**TEKSTFRAGMENT**
* * * * * * * * *
Stip op de horizon  

Duurzaamheid in de bouw is nog buitengewoon weerbarstig. Gingen we vroeger met gezond verstand gewoon aan de gang en deden zo zeer nuttige kennis en ervaring op, nu wil men liefst ook alle punten en komma’s vooraf weten.

Precies in die anti-innovatiehouding schuilt de kern van de rem die nog altijd op de ontwikkeling van duurzame producten en diensten in onze branche zit. Neem nu de milieuprestatieberekening. Dat is een prima instrument om de milieubelasting van ontwerpen onderling te vergelijken.

Nu is er sinds begin dit jaar de plicht om zo’n berekening bij de omgevingsvergunning in te dienen. Wat zien we? Heel veel partijen die zich op het onderwerp focussen, ieder met een eigen belang, maar vaak zonder het doel om er mee aan de slag te gaan. Een gemiste kans.

Milieulast
Zoals ik in mijn vorige expertpost al schreef: ik ben een groot voorstander van het in het ontwerp betrekken van de milieulast en om dus niet alleen naar de financiële kosten te kijken. Juist in de ontwerpfase zijn alle grote klappen te maken, ook op milieugebied.

Een traditionele betonvloer, een integraal prefab vloersysteem, staal, hout of composiet constructie, op voorhand wordt er nog te vaak voor de een of de ander gekozen op basis van alleen bouwkosten; (innovatieve) duurzame bouwconstructies kunnen zo maar moeilijk doordringen tot de eredivisie. Het spreekt voor zich dat ik collega-constructeurs oproep om de kansen die er op het gebied van het reduceren van de milieulast zijn, met beide handen te grijpen.

Maar die milieulast gaat natuurlijk verder dan alleen de impact van de gebouwen die we ontwerpen. In dat kader van ‘verbeter de wereld, maar begin bij jezelf’ zijn wij met het bureau nu bezig om het ISO14001-certificaat te behalen. Dat proces heeft al de nodige verrassingen opgeleverd.
* * * * * * * * *
**GEGEVENSDEEL**
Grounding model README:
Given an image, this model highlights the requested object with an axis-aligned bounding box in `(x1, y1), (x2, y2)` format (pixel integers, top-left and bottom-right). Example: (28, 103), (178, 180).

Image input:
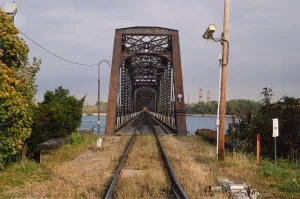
* * * * * * * * *
**OPDRACHTEN**
(1) Typ uit de tekst over duurzaamheid in de bouw het stuk van "Maar die milieulast" tot "nodige verrassingen opgeleverd." letterlijk over.
(2) Geef bij elke bewering of die klopt met de tekst over duurzaamheid in de bouw. Antwoord met ja of nee en citeer letterlijk de woorden uit de tekst die de doorslag geven.
(a) Sinds begin dit jaar moet bij de omgevingsvergunning een milieuprestatieberekening worden ingediend.
(b) Het bureau heeft het ISO14001-certificaat al behaald.
(c) Volgens de tekst zijn in de ontwerpfase alle grote klappen te maken.

**ANTWOORDEN**
(1)
Maar die milieulast gaat natuurlijk verder dan alleen de impact van de gebouwen die we ontwerpen. In dat kader van ‘verbeter de wereld, maar begin bij jezelf’ zijn wij met het bureau nu bezig om het ISO14001-certificaat te behalen. Dat proces heeft al de nodige verrassingen opgeleverd.

(2)
(a) Ja: "Nu is er sinds begin dit jaar de plicht om zo’n berekening bij de omgevingsvergunning in te dienen."
(b) Nee: "zijn wij met het bureau nu bezig om het ISO14001-certificaat te behalen."
(c) Ja: "Juist in de ontwerpfase zijn alle grote klappen te maken, ook op milieugebied."